** START GIVEN RECORDS **
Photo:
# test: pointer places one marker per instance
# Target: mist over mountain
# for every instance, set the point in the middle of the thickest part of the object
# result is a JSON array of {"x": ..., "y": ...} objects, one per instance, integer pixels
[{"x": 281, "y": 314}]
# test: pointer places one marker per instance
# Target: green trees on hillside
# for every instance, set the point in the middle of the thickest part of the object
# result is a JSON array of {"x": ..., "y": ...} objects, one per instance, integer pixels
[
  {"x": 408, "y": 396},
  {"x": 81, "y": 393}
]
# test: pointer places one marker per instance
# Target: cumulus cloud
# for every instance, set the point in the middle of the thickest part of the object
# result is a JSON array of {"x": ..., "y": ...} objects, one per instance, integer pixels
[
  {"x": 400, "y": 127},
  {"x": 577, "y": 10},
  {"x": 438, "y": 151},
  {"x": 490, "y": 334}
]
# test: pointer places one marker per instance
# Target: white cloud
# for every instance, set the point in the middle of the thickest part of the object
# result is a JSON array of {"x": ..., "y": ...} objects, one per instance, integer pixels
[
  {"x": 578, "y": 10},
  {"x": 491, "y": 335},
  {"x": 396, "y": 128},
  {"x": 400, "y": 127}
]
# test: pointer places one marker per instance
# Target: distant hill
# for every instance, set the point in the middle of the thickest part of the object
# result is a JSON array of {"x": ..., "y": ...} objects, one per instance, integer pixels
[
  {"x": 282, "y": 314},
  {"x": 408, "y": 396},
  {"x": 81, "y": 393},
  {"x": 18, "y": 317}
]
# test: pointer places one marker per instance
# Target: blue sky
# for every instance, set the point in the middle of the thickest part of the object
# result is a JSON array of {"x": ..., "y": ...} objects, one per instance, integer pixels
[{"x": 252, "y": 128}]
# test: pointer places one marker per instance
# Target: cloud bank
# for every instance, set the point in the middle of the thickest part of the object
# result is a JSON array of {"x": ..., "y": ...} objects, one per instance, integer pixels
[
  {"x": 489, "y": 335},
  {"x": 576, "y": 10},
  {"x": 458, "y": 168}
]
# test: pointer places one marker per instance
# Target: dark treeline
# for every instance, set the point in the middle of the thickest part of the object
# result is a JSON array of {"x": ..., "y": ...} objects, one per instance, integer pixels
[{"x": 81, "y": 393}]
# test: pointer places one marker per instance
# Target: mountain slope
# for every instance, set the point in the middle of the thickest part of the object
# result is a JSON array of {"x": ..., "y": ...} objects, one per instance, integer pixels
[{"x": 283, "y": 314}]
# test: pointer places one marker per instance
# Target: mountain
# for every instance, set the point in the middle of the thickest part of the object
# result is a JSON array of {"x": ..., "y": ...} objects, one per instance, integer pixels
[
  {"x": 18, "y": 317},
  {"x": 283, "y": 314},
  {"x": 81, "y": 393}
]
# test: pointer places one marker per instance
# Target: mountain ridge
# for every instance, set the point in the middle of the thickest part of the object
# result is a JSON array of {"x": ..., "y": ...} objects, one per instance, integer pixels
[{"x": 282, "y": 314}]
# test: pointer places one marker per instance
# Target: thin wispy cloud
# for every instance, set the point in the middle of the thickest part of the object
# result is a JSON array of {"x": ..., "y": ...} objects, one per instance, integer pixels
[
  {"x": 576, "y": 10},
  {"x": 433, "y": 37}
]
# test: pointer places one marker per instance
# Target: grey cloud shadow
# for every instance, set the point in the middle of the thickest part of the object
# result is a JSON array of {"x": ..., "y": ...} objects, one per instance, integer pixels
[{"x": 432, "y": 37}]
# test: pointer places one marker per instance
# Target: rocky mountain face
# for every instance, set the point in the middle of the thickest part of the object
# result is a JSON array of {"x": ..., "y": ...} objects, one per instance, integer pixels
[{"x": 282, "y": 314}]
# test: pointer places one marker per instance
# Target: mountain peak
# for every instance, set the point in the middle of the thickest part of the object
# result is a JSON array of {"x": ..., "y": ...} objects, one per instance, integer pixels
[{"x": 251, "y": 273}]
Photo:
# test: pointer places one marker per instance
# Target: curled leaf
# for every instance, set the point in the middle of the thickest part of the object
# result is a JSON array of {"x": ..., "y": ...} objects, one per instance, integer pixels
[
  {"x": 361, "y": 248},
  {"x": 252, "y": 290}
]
** END GIVEN RECORDS **
TASK DIRECTIONS: Pull out each line of the material above that contains the string "mountain", matching case exactly.

ANSWER TO THIS TASK:
# Target: mist over mountain
# Target: mountain slope
# Target: mountain
# Target: mountain ridge
# Target: rocky mountain face
# Target: mountain peak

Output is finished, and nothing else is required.